* [WHAT YOU WILL DO]:
Gather every line in the items below that contains the word "hand".

--- start DATA FOR THIS EXERCISE ---

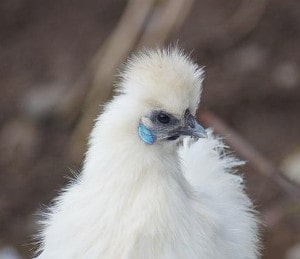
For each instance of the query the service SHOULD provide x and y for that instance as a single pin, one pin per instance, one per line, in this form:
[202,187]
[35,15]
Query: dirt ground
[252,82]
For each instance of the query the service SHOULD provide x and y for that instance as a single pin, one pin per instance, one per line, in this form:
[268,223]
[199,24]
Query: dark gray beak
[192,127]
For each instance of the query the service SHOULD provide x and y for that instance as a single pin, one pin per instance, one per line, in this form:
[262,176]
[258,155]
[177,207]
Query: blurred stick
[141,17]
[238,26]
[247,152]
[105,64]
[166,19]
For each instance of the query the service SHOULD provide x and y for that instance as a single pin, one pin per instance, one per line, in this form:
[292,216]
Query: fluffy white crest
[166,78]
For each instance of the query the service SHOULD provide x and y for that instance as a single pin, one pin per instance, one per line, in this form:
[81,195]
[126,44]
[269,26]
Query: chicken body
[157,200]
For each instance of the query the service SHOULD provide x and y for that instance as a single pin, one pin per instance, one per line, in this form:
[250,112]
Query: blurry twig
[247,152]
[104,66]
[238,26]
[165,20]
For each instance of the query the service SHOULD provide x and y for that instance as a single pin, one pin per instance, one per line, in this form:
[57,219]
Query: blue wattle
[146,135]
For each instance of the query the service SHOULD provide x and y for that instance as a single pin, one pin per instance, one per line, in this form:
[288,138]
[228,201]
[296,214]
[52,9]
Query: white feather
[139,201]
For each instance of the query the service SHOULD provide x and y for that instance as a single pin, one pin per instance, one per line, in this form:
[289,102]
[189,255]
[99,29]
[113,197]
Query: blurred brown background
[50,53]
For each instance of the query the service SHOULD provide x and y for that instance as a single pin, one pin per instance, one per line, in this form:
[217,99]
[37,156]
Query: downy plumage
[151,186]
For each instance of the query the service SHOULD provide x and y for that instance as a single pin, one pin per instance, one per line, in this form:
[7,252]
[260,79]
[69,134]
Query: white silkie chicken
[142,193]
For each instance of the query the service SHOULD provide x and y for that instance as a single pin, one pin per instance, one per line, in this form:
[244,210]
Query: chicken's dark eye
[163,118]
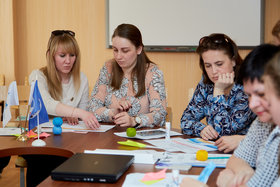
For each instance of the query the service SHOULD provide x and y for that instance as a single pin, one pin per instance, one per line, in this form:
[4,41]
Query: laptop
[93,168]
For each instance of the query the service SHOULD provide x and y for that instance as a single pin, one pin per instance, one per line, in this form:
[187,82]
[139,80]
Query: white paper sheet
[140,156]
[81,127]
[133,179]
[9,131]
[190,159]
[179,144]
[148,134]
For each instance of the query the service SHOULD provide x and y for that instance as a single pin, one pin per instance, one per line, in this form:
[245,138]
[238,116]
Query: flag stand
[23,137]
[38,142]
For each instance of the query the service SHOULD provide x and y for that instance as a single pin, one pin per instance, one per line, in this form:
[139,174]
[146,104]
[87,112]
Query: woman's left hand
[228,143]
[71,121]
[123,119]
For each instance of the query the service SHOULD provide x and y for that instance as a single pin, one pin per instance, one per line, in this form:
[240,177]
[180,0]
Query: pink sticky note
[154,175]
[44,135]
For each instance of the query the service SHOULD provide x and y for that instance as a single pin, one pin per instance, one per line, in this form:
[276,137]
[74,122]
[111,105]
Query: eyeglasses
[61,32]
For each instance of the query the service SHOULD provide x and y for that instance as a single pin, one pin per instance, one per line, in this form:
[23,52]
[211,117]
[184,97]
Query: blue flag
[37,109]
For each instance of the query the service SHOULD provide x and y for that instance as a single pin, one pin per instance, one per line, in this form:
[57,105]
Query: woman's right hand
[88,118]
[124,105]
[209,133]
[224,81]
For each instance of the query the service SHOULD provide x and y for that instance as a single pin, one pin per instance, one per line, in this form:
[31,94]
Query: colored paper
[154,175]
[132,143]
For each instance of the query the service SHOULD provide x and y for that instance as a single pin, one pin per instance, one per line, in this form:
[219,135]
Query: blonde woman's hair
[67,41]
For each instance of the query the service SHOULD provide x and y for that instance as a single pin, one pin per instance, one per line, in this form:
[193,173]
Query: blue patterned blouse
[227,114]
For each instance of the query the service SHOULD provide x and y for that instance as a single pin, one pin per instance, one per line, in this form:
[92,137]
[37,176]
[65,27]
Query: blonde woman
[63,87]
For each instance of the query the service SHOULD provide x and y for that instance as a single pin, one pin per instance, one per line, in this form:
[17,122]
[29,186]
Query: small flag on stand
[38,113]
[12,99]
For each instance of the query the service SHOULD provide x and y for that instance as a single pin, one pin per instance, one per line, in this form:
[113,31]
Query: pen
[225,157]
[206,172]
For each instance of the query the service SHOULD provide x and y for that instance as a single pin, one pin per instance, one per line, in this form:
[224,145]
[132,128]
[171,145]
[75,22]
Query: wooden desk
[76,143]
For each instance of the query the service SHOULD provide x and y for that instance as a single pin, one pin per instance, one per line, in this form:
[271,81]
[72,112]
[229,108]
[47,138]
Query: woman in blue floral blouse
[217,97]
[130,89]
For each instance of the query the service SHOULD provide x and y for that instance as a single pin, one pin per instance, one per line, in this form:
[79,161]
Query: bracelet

--- end DATA FOR THIS EXERCISE ---

* [THE SOLUTION]:
Query: woman's left hand
Query: woman's right hand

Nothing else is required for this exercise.